• _Work to be completed_
Copy verbatim the block of lines in the entries below whose first line contains "Target: mushroom-shaped rock" and whose last line contains "Target: brown mountain slope". Leave out all other lines.

Region pointing data:

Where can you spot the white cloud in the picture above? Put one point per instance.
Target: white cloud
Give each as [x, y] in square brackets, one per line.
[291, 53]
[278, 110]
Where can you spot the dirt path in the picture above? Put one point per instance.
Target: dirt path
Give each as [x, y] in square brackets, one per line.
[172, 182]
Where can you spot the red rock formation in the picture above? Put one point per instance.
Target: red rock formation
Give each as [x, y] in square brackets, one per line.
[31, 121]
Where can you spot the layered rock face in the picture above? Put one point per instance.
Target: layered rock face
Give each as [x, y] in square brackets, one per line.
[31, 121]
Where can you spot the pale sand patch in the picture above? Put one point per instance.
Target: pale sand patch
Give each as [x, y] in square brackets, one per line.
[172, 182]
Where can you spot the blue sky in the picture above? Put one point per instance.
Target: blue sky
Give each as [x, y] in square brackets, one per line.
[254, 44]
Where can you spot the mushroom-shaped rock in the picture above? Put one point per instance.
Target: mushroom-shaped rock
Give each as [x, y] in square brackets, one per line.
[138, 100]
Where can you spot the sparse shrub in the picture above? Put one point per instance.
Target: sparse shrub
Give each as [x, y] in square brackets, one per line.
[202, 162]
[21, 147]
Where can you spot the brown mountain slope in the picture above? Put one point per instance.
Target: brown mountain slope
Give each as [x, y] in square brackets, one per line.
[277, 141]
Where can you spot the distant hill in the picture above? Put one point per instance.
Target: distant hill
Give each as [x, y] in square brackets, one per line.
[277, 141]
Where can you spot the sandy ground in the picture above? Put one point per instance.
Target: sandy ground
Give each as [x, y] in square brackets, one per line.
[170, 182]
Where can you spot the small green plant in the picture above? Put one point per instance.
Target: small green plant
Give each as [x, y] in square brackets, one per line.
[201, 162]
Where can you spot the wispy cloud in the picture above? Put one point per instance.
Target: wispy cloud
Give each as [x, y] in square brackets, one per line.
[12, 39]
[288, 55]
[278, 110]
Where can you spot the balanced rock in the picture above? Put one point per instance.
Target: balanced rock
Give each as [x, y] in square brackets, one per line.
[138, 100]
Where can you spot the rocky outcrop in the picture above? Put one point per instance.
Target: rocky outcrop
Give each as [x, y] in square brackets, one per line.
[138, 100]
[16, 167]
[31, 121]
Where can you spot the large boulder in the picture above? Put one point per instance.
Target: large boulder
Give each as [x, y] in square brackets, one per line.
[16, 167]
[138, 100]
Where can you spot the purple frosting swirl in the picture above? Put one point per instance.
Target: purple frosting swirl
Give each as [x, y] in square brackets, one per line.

• _Task solution_
Target: mushroom-shaped rock
Give each as [x, y] in square brackets, one per line.
[138, 100]
Where can you spot the sparse shrub in the picture above? Put one point per instance.
Target: sparse shrub
Give each as [x, y] in square brackets, one per line.
[202, 162]
[21, 147]
Where can you spot the brown mountain slope in the picture above? Put one point per instance.
Target: brown mountain slope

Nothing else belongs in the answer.